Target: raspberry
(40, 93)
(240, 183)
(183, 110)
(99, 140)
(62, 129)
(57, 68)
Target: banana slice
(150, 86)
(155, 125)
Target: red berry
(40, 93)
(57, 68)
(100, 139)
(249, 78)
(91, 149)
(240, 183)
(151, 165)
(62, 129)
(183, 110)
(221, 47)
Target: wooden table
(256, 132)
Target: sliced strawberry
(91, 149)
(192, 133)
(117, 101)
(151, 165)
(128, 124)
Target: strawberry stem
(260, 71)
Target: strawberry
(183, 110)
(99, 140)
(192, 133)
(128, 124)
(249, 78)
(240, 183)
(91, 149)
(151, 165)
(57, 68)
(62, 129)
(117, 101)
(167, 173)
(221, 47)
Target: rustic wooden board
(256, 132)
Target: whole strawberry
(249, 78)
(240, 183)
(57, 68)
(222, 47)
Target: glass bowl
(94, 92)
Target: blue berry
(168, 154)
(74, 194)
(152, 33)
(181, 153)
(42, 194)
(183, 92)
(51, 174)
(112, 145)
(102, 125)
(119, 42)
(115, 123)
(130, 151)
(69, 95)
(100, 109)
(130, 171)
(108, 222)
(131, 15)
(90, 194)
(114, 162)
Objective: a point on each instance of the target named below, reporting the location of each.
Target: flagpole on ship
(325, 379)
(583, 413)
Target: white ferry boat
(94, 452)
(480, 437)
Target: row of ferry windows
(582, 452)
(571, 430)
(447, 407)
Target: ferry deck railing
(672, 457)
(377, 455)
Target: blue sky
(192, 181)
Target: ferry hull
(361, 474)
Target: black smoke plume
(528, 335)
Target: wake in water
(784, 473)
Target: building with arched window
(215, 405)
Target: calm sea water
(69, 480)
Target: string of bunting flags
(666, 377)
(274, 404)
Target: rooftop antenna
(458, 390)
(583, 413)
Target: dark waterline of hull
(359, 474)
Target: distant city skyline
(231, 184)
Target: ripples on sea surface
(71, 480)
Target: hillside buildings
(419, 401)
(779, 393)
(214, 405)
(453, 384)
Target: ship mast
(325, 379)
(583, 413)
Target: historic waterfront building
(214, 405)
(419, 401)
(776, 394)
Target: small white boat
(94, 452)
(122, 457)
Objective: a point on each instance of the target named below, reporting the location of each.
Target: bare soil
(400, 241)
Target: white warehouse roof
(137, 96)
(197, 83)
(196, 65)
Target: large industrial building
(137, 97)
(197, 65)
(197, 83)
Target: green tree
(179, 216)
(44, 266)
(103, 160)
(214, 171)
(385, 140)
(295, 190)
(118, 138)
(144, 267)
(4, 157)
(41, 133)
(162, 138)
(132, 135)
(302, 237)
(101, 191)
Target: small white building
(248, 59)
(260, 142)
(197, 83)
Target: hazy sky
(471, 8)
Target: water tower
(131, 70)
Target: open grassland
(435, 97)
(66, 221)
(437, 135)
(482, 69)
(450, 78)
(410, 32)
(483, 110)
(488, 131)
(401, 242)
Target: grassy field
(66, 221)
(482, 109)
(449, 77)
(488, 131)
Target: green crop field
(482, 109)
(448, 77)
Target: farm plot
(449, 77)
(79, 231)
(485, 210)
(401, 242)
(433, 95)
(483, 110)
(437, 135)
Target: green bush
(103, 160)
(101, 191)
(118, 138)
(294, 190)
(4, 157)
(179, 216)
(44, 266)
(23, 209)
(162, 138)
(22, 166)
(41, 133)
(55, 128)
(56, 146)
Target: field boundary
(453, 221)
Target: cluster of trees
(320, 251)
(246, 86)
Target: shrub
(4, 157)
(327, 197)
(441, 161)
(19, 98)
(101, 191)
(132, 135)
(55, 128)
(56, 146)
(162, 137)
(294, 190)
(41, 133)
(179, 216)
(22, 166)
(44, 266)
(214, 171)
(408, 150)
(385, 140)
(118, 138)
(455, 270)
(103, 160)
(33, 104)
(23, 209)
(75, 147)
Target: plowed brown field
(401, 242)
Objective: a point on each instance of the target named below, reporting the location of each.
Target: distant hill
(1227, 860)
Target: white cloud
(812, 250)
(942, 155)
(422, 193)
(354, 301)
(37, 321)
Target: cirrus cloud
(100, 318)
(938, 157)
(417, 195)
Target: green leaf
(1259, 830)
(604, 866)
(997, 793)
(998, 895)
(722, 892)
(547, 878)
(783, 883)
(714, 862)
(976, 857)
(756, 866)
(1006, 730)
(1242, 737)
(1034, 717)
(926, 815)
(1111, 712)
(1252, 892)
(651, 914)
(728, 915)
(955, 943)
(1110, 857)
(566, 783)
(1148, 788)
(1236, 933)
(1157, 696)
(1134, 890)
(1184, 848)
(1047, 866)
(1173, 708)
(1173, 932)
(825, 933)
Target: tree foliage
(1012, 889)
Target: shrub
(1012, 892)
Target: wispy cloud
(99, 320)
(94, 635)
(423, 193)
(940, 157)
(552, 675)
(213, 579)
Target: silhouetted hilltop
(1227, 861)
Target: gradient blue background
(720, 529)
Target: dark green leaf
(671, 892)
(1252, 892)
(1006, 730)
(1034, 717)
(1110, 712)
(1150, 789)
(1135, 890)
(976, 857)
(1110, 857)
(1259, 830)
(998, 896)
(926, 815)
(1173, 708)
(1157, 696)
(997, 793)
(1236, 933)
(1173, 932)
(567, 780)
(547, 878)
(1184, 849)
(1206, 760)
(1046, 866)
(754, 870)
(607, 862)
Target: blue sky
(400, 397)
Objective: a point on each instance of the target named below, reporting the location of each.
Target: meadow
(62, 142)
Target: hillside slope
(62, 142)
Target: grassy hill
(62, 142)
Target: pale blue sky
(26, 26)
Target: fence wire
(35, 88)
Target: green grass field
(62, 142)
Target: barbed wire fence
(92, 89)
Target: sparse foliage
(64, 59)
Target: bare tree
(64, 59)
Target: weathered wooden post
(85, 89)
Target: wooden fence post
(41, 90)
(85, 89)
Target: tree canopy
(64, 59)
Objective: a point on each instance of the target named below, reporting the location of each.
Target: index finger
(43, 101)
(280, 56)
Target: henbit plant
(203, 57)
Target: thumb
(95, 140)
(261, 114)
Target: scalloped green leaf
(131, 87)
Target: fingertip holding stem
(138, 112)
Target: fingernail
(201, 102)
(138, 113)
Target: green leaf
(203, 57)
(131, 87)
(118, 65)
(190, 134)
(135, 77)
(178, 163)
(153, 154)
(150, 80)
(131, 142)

> _DIRECTIVE_
Could you format the rows as a JSON list of strings, with one string per line and blank lines omitted? Start at the line containing "Target: silhouetted hilltop" and end at the last line of the rows, including both.

> _SOLUTION TO THIS PROBLEM_
[
  "Target: silhouetted hilltop",
  "(1227, 861)",
  "Target: gradient blue background",
  "(720, 529)",
  "Target: dark green leaf",
  "(671, 892)",
  "(1252, 892)",
  "(1006, 730)",
  "(1034, 717)",
  "(1110, 712)",
  "(1150, 789)",
  "(1135, 890)",
  "(976, 857)",
  "(1110, 857)",
  "(1259, 830)",
  "(998, 896)",
  "(926, 815)",
  "(1173, 708)",
  "(1157, 696)",
  "(997, 793)",
  "(1236, 933)",
  "(1173, 932)",
  "(567, 780)",
  "(547, 878)",
  "(1184, 849)",
  "(1206, 760)",
  "(1046, 866)",
  "(754, 870)",
  "(607, 862)",
  "Target: blue sky",
  "(400, 397)",
  "Objective: a point on each instance of the target named below, reporting the location of each.",
  "Target: meadow",
  "(62, 142)",
  "Target: hillside slope",
  "(62, 142)",
  "Target: grassy hill",
  "(62, 142)",
  "Target: pale blue sky",
  "(26, 26)",
  "Target: fence wire",
  "(35, 88)",
  "Target: green grass field",
  "(62, 142)",
  "Target: barbed wire fence",
  "(92, 89)",
  "Target: sparse foliage",
  "(64, 59)",
  "Target: bare tree",
  "(64, 59)",
  "Target: weathered wooden post",
  "(85, 89)",
  "Target: wooden fence post",
  "(41, 90)",
  "(85, 89)",
  "Target: tree canopy",
  "(64, 59)",
  "Objective: a point on each instance of the target named below, reporting the location of each.",
  "Target: index finger",
  "(43, 101)",
  "(280, 56)",
  "Target: henbit plant",
  "(203, 57)",
  "Target: thumb",
  "(95, 140)",
  "(261, 114)",
  "Target: scalloped green leaf",
  "(131, 87)",
  "Target: fingertip holding stem",
  "(138, 112)",
  "Target: fingernail",
  "(201, 102)",
  "(138, 113)",
  "Target: green leaf",
  "(203, 57)",
  "(131, 87)",
  "(118, 65)",
  "(190, 134)",
  "(135, 77)",
  "(178, 163)",
  "(153, 154)",
  "(150, 80)",
  "(131, 142)"
]